* _RAW DATA_
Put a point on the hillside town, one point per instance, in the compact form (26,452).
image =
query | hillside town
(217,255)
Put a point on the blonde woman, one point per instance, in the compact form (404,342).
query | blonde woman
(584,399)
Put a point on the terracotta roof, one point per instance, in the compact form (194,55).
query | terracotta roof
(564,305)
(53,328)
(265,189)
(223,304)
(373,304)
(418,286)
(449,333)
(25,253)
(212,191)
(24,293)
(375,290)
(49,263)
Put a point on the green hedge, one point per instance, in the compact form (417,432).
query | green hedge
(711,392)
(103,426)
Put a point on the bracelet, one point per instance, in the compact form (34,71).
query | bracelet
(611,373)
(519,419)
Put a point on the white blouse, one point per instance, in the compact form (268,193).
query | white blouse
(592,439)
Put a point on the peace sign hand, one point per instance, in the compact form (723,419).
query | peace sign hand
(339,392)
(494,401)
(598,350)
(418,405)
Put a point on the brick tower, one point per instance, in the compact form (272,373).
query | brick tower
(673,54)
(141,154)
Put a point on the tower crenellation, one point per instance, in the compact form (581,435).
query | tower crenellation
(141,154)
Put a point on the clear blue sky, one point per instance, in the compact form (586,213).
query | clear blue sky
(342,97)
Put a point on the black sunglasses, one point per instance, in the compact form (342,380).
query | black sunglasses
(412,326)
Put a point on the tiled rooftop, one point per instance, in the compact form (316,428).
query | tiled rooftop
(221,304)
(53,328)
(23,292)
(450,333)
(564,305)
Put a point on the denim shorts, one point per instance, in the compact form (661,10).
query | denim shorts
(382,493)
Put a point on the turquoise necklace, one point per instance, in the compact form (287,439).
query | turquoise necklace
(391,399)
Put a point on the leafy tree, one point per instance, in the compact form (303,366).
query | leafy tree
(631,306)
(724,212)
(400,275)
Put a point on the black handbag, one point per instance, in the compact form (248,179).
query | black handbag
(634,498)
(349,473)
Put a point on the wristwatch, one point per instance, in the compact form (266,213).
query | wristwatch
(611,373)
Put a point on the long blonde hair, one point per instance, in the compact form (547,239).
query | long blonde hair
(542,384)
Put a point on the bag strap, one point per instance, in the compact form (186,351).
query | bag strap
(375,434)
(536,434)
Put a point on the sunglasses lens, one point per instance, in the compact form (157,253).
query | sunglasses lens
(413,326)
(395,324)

* _TASK OBJECTIVE_
Copy out all of the data above line for line, with nothing altered, added, or left out.

* _EXERCISE RESPONSE_
Put a point on the hillside town, one point per instance, in the compact form (26,452).
image =
query | hillside town
(217,255)
Put a point on the blonde woman, one point per instance, in the compact form (404,342).
query | blonde woman
(584,399)
Put a point on the terracotta roof, one point per instance, in the compact form (194,55).
query | terracotta roof
(564,305)
(53,328)
(265,189)
(223,304)
(373,304)
(418,286)
(449,333)
(25,253)
(212,191)
(24,293)
(375,290)
(49,263)
Put a point on the green hedge, one point per instance, in the compact form (417,432).
query | green hedge
(711,392)
(103,426)
Put a point on the bracelet, one point per instance, in the compact form (34,71).
query | bracelet
(611,373)
(519,419)
Put a point on the white blouse, one point per instance, in the compact form (268,193).
query | white blouse
(592,439)
Put a point on the peace sign hand, one point per instance, in the compact form (723,419).
query | peace sign hand
(339,392)
(494,401)
(598,350)
(418,405)
Put a point on the brick tower, one point per instance, in the compact form (272,373).
query | brick tower
(673,54)
(141,154)
Put a point on the tower crenellation, one point per instance, in the compact form (581,435).
query | tower crenellation
(141,154)
Put a point on the clear blue sky, one point per instance, in the compact form (586,213).
query | clear blue sky
(342,97)
Put a point on the black sunglasses, one point per instance, in the compact form (342,380).
query | black sunglasses
(412,326)
Put a point on the tiled rooftop, one point per instance, in the compact form (316,428).
query | tiled rooftop
(221,304)
(53,328)
(23,292)
(450,333)
(564,305)
Put a point on the denim shorts, one point per instance, in the compact form (661,10).
query | denim shorts
(382,493)
Put a point on the turquoise necklace, one point per instance, in the compact form (287,439).
query | turquoise necklace
(391,399)
Put a point on the leafy tree, one point per instance, in the compact form (303,366).
query | leafy tree
(631,306)
(724,212)
(400,275)
Put a point on the black handbag, one point per instance, in the compact form (248,179).
query | black handbag
(634,498)
(349,473)
Put a point on the wristwatch, one point per instance, in the compact form (266,213).
query | wristwatch
(611,373)
Put a point on the long blonde hair, one point per instance, in the compact form (547,239).
query | long blonde hair
(542,384)
Put a point on the bag strap, one point per instance, in the compact form (186,351).
query | bag strap
(375,434)
(536,434)
Put a point on the sunglasses lens, one point per instance, in the compact form (157,253).
query | sunglasses lens
(413,326)
(395,324)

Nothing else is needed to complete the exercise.